======== Data provided
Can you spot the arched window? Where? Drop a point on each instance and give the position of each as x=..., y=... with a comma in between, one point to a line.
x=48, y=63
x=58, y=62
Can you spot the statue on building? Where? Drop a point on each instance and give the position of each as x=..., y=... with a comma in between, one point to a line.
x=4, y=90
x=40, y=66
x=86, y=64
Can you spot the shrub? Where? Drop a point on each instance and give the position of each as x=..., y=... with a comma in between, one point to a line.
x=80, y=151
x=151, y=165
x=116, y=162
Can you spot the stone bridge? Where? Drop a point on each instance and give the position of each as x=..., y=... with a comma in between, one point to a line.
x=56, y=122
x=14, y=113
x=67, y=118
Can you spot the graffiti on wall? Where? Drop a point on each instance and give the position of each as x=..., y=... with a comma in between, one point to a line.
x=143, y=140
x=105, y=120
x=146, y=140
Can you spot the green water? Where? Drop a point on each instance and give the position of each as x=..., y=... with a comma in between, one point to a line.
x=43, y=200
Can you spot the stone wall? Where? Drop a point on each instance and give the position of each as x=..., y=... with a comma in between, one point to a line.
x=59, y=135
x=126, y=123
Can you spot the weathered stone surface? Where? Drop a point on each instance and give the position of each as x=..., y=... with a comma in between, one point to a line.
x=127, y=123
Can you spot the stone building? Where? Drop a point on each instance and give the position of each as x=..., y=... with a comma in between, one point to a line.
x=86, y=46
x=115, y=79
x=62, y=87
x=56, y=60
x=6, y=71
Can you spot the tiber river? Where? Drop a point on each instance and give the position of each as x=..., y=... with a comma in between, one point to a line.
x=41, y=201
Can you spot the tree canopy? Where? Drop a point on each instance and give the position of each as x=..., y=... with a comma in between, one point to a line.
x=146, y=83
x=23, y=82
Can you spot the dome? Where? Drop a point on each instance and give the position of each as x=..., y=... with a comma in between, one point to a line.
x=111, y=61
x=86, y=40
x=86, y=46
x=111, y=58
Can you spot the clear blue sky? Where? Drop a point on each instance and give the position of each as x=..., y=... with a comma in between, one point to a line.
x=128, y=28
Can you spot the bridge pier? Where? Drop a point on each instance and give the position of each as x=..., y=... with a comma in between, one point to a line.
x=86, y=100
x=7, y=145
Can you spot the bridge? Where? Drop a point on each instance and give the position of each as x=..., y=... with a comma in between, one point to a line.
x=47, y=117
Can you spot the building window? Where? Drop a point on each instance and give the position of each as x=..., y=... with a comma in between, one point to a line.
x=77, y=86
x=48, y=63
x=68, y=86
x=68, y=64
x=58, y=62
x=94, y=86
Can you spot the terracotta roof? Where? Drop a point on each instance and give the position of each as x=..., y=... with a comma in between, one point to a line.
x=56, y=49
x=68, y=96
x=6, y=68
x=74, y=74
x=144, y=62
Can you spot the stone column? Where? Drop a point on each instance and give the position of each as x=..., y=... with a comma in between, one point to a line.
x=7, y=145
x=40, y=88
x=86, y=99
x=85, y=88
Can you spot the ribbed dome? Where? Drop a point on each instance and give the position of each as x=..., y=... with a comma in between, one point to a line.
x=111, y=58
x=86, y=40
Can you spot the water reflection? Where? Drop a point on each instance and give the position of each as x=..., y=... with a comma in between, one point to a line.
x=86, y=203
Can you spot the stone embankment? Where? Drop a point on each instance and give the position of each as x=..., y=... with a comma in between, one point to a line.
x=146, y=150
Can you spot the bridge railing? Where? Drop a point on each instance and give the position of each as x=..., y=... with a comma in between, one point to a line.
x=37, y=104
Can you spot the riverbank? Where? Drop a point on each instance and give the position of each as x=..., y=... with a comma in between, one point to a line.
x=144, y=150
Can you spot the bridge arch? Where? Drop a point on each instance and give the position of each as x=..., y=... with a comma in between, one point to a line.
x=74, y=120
================
Return the listing lines above word for word, from the line with "Can you spot the riverbank?" to the line with "x=144, y=150", both included.

Can you spot the riverbank? Where? Drop a point on each instance and give the position of each as x=..., y=... with a comma in between, one point to a line.
x=144, y=150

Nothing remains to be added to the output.